WORK REQUEST: Go through the listing below and return each line that includes "small".

INPUT DATA:
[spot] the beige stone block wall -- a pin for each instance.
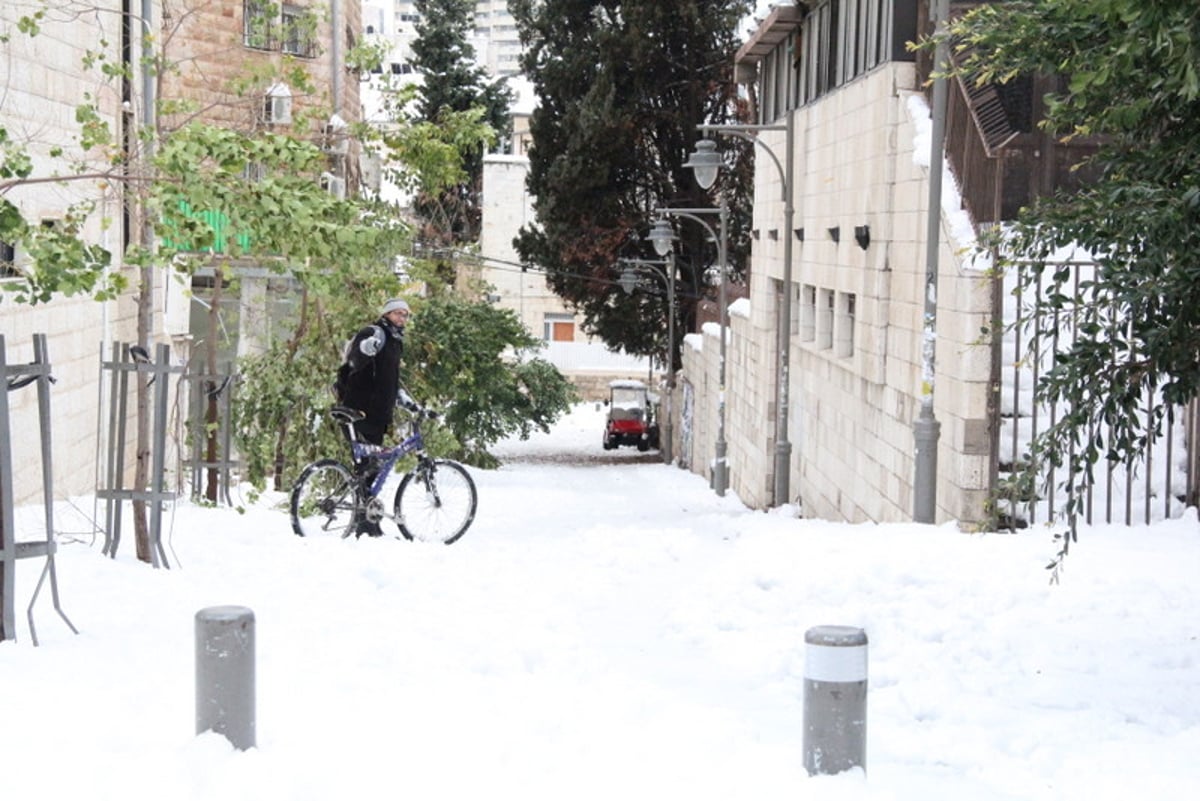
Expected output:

---

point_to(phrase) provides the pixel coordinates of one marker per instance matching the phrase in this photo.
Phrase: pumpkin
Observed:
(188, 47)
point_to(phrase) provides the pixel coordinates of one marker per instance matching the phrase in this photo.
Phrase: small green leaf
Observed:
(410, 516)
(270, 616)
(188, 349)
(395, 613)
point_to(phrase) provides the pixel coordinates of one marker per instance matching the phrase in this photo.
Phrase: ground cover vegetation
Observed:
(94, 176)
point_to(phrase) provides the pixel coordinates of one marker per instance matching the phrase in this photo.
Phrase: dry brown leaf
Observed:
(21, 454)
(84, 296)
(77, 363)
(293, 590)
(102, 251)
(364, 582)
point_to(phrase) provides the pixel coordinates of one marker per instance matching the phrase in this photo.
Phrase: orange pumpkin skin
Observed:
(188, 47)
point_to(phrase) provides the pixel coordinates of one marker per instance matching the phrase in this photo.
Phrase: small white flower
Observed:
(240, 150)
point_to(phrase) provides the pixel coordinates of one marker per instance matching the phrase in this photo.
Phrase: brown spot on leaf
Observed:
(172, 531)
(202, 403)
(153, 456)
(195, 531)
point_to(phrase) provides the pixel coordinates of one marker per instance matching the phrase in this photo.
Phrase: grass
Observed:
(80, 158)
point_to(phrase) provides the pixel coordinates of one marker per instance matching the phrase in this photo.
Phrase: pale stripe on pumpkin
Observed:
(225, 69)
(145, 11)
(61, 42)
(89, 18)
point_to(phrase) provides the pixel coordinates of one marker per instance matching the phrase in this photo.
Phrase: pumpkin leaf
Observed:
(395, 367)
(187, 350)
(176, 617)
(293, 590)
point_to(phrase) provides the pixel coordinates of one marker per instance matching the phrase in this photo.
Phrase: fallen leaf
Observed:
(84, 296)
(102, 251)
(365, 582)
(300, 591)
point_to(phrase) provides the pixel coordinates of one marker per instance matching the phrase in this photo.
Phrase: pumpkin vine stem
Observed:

SOLUTION FOR THIS TASK:
Phrase: small green leaf
Phrase: small white flower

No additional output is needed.